→ YOUR TASKS:
1. In the article on Brunei's higher education during the pandemic, on what date were schools and higher education institutions partially reopened?
2. Carry on the article about Brunei's higher education during the pandemic, picking up right after its final sentence.

→ SOURCE EXTRACT:
Start of Block

Beyond the pandemic, integrating online learningInternational and Comparative Education (ICE) Research Group at Universiti Brunei Darussalam (UBD) has been running weekly ICE seminars and workshops on the theme ‘COVID-19, Society, and Education’.
Topics covered so far include societal infrastructures and technological access in education, pedagogical challenges and innovations, teachers’ and students’ experiences and feedback, support for teaching and learning, and effects on research and internationalisation. Here, we focus on the pedagogical challenges post-COVID.
The context: Brunei Darussalam
As the pandemic continues to develop in unpredictable patterns, higher education institutions around the world have taken appropriate measures to mitigate its effects in their specific contexts. In Brunei, there are five public higher education institutions, with most of them being rather young. This article focuses on all but Brunei Polytechnic (Politeknik Brunei).
After the first reported case of COVID-19 in Brunei on 9 March, the Bruneian government immediately announced temporary closures of schools and higher education institutions and imposed social distancing measures. From about mid-March to the end of the past semester, higher education institutions in Brunei switched completely to online teaching and learning.
In the midst of these sudden actions, higher education institutions in the sultanate had to find ways to implement various distance communication and online teaching and learning initiatives to adapt quickly to the new situation.
After 7 May, Brunei started to record zero cases of infection and claimed to have successfully ‘flattened the curve’. As stated by the United Nations and the World Health Organization, Brunei is regarded as one of the exemplary nations in successfully managing the pandemic through its drastic actions. As a result, on 2 June, schools and higher education institutions were partially reopened; and since 27 July they have been able to operate normally.
Nevertheless, higher education institutions in Brunei are given options to follow what is considered best for them, their specific conditions and their teachers and students when it comes to teaching, learning and pedagogical practices.
Hence, they have come up with different action plans and measures, ranging from fully face-to-face instruction to varied forms of blended learning. Therefore, what happens in each institution can vary greatly, depending on the mode of instruction and delivery being implemented.
Instructors have now had time to reflect on their own teaching and to observe and compare their own pedagogical ideas and practice. They have also been encouraged to attend training workshops run by institutions, organisations and colleagues nationally and internationally. Online teaching and learning as well as blended learning are no longer brand new terms.
Online teaching and social distancing
While reporting on the suspension of face-to-face teaching and learning in higher education institutions in Brunei last semester in an article published on The Head Foundation, Dr Wida Susanty Haji Suhaili, a lecturer at Universiti Teknologi Brunei (UTB), highlighted higher education institutions’ determination to integrate technologies and relevant online platforms to fulfil the needs of teachers and students in this challenging period.
At the height of COVID-19 earlier in the year, instructors at public higher education institutions in Brunei faced many challenges relating to technical infrastructure and accessibility, issues of competency in distance teaching and social mobility.
For instance, Dr Masitah Shahrill, a senior assistant professor and a teacher educator at the Sultan Hassanal Bolkiah Institute of Education in Universiti Brunei Darussalam, said that it was a challenge for the MTeach (Master of Teaching) students she was supervising during their school placement to hold their own secondary school students’ attention during online learning.
Since her students were apprentice teachers who were required to do school placements, they had to record and video themselves teaching and then send her the videos for assessment. Shahrill expressed a strong sense of sympathy with the students while also questioning the effectiveness of online assessment of their school placement sessions.

End of Block

(Data for locating points)
Start of Block

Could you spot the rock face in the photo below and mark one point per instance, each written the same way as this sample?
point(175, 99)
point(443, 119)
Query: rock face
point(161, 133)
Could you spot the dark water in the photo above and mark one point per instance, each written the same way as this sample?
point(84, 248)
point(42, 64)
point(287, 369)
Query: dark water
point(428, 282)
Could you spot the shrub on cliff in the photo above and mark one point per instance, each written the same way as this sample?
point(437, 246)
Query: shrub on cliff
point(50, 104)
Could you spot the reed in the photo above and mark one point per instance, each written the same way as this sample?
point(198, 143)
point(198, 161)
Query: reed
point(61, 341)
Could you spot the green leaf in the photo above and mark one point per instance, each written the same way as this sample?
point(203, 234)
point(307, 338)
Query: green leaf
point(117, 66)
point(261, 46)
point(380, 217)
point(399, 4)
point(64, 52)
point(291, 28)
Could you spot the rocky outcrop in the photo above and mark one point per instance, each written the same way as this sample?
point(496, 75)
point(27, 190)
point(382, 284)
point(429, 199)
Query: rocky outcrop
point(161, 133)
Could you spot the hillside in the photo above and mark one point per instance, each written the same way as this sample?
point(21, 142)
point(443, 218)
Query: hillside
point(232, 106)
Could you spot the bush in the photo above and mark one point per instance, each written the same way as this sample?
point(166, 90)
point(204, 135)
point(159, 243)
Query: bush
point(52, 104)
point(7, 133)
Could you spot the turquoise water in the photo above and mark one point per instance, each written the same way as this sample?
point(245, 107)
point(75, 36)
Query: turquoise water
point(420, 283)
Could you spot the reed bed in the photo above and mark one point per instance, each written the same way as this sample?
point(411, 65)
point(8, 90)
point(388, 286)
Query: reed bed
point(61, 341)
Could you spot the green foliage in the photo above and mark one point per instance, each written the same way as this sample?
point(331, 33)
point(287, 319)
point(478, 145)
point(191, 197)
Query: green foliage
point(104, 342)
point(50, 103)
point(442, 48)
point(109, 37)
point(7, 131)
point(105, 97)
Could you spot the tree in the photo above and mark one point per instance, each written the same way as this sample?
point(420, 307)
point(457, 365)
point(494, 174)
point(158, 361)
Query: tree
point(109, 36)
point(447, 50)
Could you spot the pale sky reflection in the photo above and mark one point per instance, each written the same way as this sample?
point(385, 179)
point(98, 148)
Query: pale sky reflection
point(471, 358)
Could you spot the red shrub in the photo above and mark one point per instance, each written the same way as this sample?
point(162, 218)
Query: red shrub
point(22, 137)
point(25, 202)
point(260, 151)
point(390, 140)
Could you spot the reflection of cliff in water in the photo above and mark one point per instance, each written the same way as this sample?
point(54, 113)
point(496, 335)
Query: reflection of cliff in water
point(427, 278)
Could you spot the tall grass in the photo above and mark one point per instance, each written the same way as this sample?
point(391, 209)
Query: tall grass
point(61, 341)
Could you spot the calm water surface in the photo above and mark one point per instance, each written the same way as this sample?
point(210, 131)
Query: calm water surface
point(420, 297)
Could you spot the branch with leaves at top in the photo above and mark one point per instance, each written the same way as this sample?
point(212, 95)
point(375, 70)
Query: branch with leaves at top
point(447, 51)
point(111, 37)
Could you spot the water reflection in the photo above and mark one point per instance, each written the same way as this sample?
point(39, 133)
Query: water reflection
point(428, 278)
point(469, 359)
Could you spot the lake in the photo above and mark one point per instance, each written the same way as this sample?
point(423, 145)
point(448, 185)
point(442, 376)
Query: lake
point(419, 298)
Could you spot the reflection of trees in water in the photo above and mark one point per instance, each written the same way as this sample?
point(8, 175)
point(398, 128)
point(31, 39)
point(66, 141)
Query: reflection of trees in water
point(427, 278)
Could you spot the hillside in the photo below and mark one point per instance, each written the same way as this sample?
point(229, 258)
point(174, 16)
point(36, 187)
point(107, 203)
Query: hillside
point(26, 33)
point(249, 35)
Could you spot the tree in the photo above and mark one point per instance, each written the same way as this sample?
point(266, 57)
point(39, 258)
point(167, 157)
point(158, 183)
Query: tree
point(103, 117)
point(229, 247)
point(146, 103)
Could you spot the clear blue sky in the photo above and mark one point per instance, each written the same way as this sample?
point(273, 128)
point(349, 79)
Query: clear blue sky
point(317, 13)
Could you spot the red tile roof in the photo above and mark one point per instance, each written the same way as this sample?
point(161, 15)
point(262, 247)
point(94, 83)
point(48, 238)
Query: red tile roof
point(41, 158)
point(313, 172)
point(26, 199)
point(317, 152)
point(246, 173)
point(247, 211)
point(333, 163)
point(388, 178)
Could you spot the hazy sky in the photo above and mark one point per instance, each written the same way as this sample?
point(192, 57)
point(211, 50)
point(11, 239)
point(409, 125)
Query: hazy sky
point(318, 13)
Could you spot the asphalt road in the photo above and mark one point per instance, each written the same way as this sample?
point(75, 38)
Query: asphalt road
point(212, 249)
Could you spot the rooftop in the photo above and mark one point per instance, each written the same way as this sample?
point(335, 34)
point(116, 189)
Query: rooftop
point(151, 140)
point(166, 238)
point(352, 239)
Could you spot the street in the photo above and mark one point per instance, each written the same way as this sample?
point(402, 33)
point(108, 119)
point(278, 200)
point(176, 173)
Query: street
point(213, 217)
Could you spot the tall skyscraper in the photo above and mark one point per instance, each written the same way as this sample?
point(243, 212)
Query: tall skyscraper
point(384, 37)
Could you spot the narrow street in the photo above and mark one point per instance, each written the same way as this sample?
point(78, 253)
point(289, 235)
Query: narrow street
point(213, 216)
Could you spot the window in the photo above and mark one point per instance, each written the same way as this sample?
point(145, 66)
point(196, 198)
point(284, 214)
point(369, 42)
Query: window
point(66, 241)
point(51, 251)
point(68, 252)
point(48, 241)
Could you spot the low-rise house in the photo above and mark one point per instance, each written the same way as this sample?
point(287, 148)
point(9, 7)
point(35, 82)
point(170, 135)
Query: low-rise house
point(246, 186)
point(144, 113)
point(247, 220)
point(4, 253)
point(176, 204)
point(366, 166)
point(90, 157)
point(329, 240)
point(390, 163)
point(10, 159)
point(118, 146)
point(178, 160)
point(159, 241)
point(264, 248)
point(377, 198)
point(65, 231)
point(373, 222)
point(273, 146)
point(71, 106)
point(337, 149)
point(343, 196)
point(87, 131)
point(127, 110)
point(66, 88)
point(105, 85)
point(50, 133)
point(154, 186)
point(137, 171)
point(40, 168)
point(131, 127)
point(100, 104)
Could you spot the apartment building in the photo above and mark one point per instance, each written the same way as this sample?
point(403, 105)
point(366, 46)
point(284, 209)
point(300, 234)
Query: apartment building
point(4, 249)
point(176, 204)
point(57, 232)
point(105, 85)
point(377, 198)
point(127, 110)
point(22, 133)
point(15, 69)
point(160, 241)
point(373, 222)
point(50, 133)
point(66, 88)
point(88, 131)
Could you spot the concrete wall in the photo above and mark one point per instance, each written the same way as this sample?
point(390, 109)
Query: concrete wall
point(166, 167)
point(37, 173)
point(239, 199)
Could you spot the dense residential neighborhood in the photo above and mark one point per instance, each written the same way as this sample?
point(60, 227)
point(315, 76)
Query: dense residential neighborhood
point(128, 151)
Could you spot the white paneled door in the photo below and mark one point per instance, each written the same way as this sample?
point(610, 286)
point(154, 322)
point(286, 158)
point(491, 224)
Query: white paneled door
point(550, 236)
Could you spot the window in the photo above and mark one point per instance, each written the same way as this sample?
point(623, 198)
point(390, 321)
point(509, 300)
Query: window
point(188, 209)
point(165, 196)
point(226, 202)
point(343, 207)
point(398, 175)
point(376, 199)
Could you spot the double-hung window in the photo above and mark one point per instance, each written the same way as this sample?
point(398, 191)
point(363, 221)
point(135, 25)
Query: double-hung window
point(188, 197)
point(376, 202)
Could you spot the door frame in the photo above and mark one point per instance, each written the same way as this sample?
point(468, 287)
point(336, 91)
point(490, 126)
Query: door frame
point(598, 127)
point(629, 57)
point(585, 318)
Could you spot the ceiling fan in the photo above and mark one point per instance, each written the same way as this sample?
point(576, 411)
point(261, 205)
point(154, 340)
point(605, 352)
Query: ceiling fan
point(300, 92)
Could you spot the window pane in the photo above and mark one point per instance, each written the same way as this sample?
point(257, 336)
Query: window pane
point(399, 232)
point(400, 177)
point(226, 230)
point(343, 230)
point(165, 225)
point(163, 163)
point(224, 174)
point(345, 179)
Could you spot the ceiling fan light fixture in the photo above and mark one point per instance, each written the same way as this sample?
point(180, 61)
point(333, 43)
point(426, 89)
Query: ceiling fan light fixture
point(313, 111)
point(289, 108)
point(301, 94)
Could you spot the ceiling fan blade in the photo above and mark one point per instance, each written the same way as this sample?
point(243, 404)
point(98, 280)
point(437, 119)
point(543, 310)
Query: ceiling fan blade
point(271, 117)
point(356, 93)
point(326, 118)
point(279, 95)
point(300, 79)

End of Block

→ PER-TASK OUTPUTS:
1. On 2 June.

2.
Atteyia Salleh, an assistant lecturer at Seri Begawan Religious Teachers University College (KUPU SB), spoke of her experiences in trying to assist students as much as possible to engage and participate online while having to keep pace with the demands of university administration, for instance, taking student attendance at the beginning and end of each online class. She described the experience as exhausting.
Quite often, instructors found themselves struggling to learn about and adapt to online teaching at the same time as they were trying to help their students. Dr Malai Zeiti Sheikh Abdul Hamid, an assistant professor at UTB, said lack of engagement and face-to-face emotional support, which hampered motivation, as well as the lack of practical activities, were challenging.
Dr Muhammad Zaki Haji Zaini, a lecturer teaching business statistics and mathematics at Sultan Sharif Ali Islamic University (UNISSA), stated that it was more challenging for him since the majority of his course contents deal with numbers and he is heavily reliant on using the whiteboard to demonstrate the technical steps of solving problems.
He said: “During a face-to-face lecture, I walk around to ensure students are able to capture what is explained during lessons, and this was not possible in online platforms. Students were also reluctant to admit that they were not able to understand what was taught in the class. I had to closely monitor my students and incorporate relevant coursework that would be able to capture the objectives of my courses.”
Dr Masitah Shahrill from UBD commented that the pandemic had disrupted her graduate research students’ attempts to collect data from schools, which means they will be behind in their research.
Although COVID-19 had caused sudden disruption to teaching and learning at higher education institutions in Brunei, instructors in general were able to adapt quickly in order to respond to the specific and additional needs of their students and to also meet the demands of their universities’ administrations.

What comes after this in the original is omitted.